** Start STORED ROWS **

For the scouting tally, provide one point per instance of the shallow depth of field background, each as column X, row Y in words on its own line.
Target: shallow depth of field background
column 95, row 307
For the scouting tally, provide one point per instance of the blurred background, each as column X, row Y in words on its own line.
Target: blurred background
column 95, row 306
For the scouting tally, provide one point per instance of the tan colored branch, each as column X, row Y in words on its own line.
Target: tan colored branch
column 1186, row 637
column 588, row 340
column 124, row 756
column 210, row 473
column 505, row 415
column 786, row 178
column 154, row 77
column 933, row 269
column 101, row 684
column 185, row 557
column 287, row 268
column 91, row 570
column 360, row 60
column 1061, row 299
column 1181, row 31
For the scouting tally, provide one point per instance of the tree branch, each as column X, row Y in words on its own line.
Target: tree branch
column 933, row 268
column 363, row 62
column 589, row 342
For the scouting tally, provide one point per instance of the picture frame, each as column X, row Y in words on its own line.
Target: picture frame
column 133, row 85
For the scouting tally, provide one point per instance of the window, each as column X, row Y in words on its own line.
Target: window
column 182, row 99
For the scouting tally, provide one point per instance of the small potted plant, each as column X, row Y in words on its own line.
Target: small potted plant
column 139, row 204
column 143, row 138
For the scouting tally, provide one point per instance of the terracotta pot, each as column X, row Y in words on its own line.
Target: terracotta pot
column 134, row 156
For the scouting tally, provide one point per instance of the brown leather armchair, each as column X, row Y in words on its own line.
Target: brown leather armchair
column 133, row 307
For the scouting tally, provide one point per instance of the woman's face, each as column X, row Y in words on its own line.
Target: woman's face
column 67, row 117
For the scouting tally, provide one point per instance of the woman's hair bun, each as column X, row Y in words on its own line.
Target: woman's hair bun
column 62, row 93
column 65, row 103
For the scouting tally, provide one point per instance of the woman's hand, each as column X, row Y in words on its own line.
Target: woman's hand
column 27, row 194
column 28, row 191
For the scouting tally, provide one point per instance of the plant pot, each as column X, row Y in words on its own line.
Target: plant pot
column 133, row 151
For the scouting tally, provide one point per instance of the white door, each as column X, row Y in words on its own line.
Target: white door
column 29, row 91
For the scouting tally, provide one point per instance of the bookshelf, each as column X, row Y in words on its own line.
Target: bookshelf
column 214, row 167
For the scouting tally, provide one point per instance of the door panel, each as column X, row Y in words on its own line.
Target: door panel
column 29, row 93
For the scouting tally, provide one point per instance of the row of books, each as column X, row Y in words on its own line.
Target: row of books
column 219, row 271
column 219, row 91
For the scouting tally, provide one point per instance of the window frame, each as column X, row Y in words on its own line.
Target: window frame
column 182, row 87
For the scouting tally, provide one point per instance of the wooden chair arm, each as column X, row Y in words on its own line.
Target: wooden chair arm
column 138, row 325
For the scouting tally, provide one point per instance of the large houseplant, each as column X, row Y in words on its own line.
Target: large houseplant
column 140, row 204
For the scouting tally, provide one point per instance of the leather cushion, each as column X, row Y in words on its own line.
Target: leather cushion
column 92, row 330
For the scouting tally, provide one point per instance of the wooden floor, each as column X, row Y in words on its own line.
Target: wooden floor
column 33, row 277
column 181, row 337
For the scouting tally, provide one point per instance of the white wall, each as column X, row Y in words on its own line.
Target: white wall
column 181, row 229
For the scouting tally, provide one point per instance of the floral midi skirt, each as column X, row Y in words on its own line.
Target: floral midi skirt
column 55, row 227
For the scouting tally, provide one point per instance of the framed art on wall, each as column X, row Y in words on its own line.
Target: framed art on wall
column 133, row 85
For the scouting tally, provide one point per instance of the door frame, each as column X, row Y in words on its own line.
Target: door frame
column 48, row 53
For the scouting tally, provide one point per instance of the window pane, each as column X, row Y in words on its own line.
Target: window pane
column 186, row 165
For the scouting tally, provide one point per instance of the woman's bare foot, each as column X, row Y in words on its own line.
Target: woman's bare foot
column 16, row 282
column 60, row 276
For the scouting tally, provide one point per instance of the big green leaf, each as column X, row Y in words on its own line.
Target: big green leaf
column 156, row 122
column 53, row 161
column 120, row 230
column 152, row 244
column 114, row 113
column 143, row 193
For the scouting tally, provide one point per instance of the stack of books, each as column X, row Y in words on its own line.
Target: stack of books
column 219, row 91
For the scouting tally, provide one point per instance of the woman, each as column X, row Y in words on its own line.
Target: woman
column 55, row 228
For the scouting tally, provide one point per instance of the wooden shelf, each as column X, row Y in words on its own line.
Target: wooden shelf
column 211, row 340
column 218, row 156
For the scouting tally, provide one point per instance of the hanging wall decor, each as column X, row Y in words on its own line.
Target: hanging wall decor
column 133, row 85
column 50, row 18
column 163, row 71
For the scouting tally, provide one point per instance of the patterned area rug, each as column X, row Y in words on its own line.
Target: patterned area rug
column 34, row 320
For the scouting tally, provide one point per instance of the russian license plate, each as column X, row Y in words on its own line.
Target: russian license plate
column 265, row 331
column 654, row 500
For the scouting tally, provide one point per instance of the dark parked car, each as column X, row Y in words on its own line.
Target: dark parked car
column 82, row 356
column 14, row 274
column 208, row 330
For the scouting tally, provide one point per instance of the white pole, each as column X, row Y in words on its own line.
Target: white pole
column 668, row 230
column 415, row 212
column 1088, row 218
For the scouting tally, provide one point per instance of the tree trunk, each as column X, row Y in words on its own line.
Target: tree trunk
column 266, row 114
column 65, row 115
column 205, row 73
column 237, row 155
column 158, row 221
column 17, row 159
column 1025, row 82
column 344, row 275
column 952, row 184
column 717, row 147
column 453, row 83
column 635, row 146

** End STORED ROWS **

Reproduce the rows from their first line through the line containing "column 95, row 306", both included.

» **THE ANSWER**:
For the scouting tally, provide one point per instance of the shallow depth of field background, each as column X, row Y in words on its own line.
Target: shallow depth of field background
column 95, row 307
For the scouting tally, provide one point per instance of the blurred background, each as column X, row Y in words on its own line.
Target: blurred background
column 95, row 306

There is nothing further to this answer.